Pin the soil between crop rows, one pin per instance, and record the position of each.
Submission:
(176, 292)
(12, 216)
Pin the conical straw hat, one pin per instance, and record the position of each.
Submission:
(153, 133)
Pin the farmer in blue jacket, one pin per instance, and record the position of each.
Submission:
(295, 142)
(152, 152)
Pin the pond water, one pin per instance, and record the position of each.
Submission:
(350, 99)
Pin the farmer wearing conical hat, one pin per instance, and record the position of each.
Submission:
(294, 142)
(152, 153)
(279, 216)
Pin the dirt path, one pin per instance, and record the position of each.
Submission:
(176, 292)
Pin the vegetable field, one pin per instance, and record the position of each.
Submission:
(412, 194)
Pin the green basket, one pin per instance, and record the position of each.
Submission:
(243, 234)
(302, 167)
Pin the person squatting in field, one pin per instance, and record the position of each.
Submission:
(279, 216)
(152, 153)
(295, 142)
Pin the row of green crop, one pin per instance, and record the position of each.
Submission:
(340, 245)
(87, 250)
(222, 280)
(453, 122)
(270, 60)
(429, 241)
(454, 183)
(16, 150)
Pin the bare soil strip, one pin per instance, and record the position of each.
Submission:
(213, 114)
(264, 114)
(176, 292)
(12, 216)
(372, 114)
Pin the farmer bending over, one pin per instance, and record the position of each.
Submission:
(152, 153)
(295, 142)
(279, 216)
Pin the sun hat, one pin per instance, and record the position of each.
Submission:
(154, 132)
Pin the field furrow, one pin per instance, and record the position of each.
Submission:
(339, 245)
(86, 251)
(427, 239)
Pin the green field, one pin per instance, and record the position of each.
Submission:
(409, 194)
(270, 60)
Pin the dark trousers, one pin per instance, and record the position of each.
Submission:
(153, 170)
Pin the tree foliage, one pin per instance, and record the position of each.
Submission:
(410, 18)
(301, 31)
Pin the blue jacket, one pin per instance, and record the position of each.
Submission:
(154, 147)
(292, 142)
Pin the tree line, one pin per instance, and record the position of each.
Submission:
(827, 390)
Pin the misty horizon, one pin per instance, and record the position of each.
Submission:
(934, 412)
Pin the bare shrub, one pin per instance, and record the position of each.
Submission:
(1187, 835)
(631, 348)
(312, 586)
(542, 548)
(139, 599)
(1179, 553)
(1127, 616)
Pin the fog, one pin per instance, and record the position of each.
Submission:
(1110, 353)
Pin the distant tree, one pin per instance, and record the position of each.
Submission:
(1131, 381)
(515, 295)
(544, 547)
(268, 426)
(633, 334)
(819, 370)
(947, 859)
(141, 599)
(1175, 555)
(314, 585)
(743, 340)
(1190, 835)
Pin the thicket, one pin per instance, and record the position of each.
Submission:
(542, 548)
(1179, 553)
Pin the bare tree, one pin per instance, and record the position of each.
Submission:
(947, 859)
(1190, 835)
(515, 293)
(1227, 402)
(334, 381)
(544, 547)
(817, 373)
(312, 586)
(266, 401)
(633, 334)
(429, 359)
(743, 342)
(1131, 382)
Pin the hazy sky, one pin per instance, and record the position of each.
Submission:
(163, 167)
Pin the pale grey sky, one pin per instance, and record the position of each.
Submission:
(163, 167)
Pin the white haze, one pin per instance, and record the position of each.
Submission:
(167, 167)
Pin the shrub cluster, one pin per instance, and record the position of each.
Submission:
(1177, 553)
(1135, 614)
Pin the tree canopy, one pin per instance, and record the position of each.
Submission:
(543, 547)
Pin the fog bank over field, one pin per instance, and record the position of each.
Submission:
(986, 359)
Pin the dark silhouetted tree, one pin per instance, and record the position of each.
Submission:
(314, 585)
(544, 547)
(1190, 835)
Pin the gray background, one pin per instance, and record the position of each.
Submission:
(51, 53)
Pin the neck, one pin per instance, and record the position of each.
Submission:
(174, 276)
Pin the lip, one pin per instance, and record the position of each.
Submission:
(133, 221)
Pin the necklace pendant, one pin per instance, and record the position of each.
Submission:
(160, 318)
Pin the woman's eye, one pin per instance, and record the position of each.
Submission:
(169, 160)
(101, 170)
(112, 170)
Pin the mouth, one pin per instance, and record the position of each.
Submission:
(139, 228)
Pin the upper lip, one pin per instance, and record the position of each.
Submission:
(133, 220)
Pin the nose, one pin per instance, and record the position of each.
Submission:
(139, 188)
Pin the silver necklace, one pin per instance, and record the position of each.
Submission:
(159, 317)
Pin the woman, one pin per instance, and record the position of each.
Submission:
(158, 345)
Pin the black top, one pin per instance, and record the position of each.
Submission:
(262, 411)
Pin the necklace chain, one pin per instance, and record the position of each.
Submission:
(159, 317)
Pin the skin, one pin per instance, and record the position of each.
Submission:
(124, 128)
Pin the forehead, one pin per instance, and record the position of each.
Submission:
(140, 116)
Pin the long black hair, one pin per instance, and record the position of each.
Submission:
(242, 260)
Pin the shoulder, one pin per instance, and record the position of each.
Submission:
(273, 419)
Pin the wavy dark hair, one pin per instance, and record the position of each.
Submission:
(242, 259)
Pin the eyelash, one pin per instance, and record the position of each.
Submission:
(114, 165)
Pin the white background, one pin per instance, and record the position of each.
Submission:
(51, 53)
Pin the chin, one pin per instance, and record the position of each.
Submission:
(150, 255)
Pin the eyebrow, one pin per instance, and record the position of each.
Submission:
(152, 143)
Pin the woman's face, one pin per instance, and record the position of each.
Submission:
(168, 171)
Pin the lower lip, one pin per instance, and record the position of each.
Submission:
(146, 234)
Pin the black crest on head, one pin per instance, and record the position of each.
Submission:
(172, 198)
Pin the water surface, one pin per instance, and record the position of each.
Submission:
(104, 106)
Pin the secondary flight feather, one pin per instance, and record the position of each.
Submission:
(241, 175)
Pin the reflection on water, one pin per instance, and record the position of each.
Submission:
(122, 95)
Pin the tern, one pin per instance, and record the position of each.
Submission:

### Task statement
Turn all the lines above into a numbered list, omitting any blank lines.

### Solution for this problem
1. Pin the soil between crop rows, one pin per instance, and record the position of each.
2. Submission:
3. (176, 292)
4. (12, 216)
5. Pin the conical straw hat, one pin per instance, and record the position of each.
6. Submission:
7. (153, 133)
8. Pin the farmer in blue jacket, one pin per instance, and record the position of each.
9. Submission:
10. (295, 142)
11. (152, 152)
12. Pin the pond water, one pin per instance, and record the position of each.
13. Submission:
14. (350, 99)
15. Pin the farmer wearing conical hat, one pin per instance, and record the position of each.
16. Submission:
17. (294, 142)
18. (152, 153)
19. (279, 216)
20. Pin the dirt path, one pin per instance, and record the position of each.
21. Submission:
22. (176, 292)
23. Pin the vegetable field, one pin per instance, and record the position of each.
24. Submission:
25. (412, 194)
26. Pin the green basket, one pin per instance, and record the position of each.
27. Submission:
28. (243, 234)
29. (302, 167)
30. Pin the person squatting in field, one pin per instance, and record the position of each.
31. Submission:
32. (279, 216)
33. (152, 153)
34. (295, 142)
35. Pin the row of green crop, one pin per instance, and record the position of each.
36. Submission:
37. (340, 245)
38. (87, 250)
39. (222, 280)
40. (453, 122)
41. (270, 60)
42. (429, 241)
43. (454, 183)
44. (16, 150)
45. Pin the bare soil strip, one pin per instance, and record the position of each.
46. Submission:
47. (213, 114)
48. (264, 114)
49. (176, 292)
50. (12, 216)
51. (372, 114)
52. Pin the farmer bending over, one pin per instance, and record the position of each.
53. Submission:
54. (152, 153)
55. (295, 142)
56. (279, 216)
57. Pin the sun hat, one pin per instance, and record the position of each.
58. Submission:
59. (154, 132)
60. Pin the field furrow, one pin per instance, and record the position of each.
61. Submission:
62. (339, 245)
63. (86, 251)
64. (427, 239)
65. Pin the green field, one pin per instance, and record the position of each.
66. Submission:
67. (409, 194)
68. (270, 60)
69. Pin the dark trousers, one pin per instance, and record the position of each.
70. Submission:
71. (153, 170)
72. Pin the tree foliage, one pin per instance, and record the position of each.
73. Submission:
74. (410, 18)
75. (301, 31)
76. Pin the blue jacket, one pin per instance, and record the position of each.
77. Submission:
78. (154, 147)
79. (292, 142)
80. Pin the tree line, one pin per instance, and record the position of each.
81. Submission:
82. (827, 390)
83. Pin the misty horizon, one pin per instance, and record the position of each.
84. Submission:
85. (934, 412)
86. Pin the bare shrub, one pin per instance, and record the position of each.
87. Submission:
88. (1187, 835)
89. (631, 348)
90. (312, 586)
91. (542, 548)
92. (139, 599)
93. (1179, 553)
94. (1127, 616)
95. Pin the fog, one pin per instance, and record the position of each.
96. Submission:
97. (1110, 353)
98. Pin the distant tree, one pin per instance, and record the position of each.
99. Submission:
100. (1131, 381)
101. (515, 295)
102. (544, 547)
103. (268, 426)
104. (633, 334)
105. (819, 370)
106. (947, 859)
107. (141, 599)
108. (1175, 555)
109. (314, 585)
110. (743, 340)
111. (1190, 835)
112. Pin the thicket, one pin per instance, and record the position of each.
113. Submission:
114. (542, 548)
115. (1179, 553)
116. Pin the bare tree, one pin per instance, and record the position of each.
117. Submission:
118. (947, 859)
119. (1190, 835)
120. (515, 293)
121. (1227, 402)
122. (334, 381)
123. (544, 547)
124. (817, 373)
125. (312, 586)
126. (266, 401)
127. (633, 334)
128. (429, 359)
129. (743, 342)
130. (1131, 382)
131. Pin the hazy sky, one pin per instance, and record the position of each.
132. Submission:
133. (163, 167)
134. Pin the pale grey sky, one pin per instance, and record the position of each.
135. Submission:
136. (163, 167)
137. Pin the white haze, one pin per instance, and record the position of each.
138. Submission:
139. (167, 167)
140. Pin the shrub cluster, one pin per instance, and record the position of each.
141. Submission:
142. (1177, 553)
143. (1135, 614)
144. Pin the tree canopy, one pin per instance, and record the position of each.
145. Submission:
146. (543, 547)
147. Pin the fog bank over field, one pin per instance, and record the position of each.
148. Submission:
149. (986, 359)
150. Pin the dark silhouetted tree, one pin per instance, and record the position of each.
151. Submission:
152. (314, 585)
153. (544, 547)
154. (1190, 835)
155. Pin the gray background, one pin per instance, and record the position of each.
156. Submission:
157. (51, 53)
158. Pin the neck, one pin per instance, and record the position of each.
159. Submission:
160. (174, 276)
161. Pin the lip, one pin per instance, and record the position of each.
162. Submission:
163. (133, 221)
164. Pin the necklace pendant, one pin per instance, and record the position of each.
165. Submission:
166. (160, 318)
167. Pin the woman's eye, one pin per instance, and record the position of each.
168. Submission:
169. (169, 160)
170. (101, 170)
171. (112, 170)
172. Pin the mouth, one pin per instance, and record the position of each.
173. Submission:
174. (139, 228)
175. Pin the upper lip, one pin per instance, and record the position of each.
176. Submission:
177. (133, 220)
178. Pin the nose, one pin per instance, and record the position of each.
179. Submission:
180. (139, 188)
181. Pin the silver necklace, one pin per instance, and record the position of each.
182. Submission:
183. (159, 317)
184. Pin the woman, one pin per instance, and record the position of each.
185. Submission:
186. (158, 345)
187. Pin the black top, one pin per instance, and record the position of each.
188. Submission:
189. (262, 411)
190. Pin the necklace chain, one pin per instance, and record the position of each.
191. Submission:
192. (159, 317)
193. Pin the skin, one pin per instance, and record the position of each.
194. Submission:
195. (124, 128)
196. Pin the forehead, one pin per instance, and record the position of each.
197. Submission:
198. (140, 116)
199. Pin the long black hair, one pin per instance, and record the position of each.
200. Submission:
201. (242, 260)
202. Pin the shoulder, one pin per instance, and record the position of each.
203. Submission:
204. (273, 419)
205. Pin the wavy dark hair, one pin per instance, and record the position of each.
206. Submission:
207. (242, 259)
208. Pin the eyelash, one pin per instance, and record the position of each.
209. Submission:
210. (114, 165)
211. Pin the white background, one pin per instance, and record the position of each.
212. Submission:
213. (51, 53)
214. Pin the chin, one pin per instance, and record the position of each.
215. Submission:
216. (150, 255)
217. Pin the eyebrow, one pin per instance, and record the position of each.
218. Submission:
219. (152, 143)
220. Pin the woman's face, one pin per instance, and record the position of each.
221. Submission:
222. (168, 171)
223. Pin the lower lip, one pin per instance, and record the position of each.
224. Submission:
225. (146, 234)
226. Pin the black crest on head, one pin per instance, and record the position of each.
227. Submission:
228. (172, 198)
229. Pin the water surface, one pin per instance, and record the position of each.
230. Submission:
231. (104, 106)
232. Pin the secondary flight feather, one pin per instance, and record the position of each.
233. Submission:
234. (241, 175)
235. Pin the reflection on water, one pin per instance, and record the position of each.
236. Submission:
237. (122, 95)
238. Pin the tern, one pin per instance, and record the position of each.
239. Submission:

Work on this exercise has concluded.